• **YOUR TASK**:
Filter these entries down to the lines that hold the word "Target", and show each of them.

-----

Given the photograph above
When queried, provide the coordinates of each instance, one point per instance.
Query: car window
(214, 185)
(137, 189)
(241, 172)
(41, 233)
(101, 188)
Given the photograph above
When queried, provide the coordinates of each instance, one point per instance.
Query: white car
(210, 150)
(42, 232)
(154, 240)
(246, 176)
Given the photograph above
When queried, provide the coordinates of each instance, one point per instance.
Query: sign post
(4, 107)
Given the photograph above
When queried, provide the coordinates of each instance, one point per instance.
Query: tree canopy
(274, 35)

-----

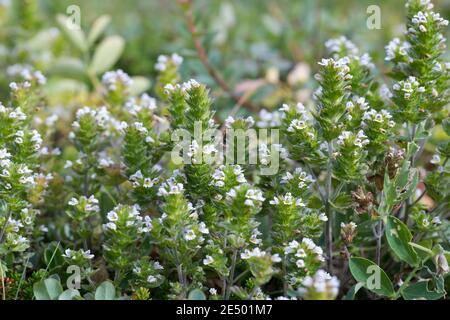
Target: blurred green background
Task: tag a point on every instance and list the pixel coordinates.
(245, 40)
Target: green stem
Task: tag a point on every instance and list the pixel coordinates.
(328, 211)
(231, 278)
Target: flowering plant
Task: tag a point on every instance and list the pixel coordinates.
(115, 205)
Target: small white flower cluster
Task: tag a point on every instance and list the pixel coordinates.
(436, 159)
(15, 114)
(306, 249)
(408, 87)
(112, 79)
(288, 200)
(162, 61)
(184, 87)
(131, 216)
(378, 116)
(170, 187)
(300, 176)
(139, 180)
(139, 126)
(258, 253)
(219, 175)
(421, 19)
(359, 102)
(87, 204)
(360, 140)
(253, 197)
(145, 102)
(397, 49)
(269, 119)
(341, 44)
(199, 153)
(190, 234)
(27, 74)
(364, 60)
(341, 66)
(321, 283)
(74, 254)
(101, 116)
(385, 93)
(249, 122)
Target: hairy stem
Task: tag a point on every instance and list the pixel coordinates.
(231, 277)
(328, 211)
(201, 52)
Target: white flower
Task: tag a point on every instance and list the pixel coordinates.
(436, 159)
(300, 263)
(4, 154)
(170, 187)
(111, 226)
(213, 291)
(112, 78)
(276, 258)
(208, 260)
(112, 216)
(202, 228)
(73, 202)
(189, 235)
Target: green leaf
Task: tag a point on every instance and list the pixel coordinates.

-----

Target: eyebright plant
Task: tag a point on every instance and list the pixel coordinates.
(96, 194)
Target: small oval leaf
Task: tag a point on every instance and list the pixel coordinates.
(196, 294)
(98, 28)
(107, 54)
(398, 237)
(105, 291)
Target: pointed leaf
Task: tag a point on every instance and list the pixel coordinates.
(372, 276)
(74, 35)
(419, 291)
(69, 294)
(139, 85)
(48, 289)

-----

• **OUTPUT BELOW**:
Target: blurred green background
Target: green stem
Target: flowering plant
Target: small white flower cluster
Target: hairy stem
Target: white flower
Target: green leaf
Target: eyebright plant
Target: small oval leaf
Target: pointed leaf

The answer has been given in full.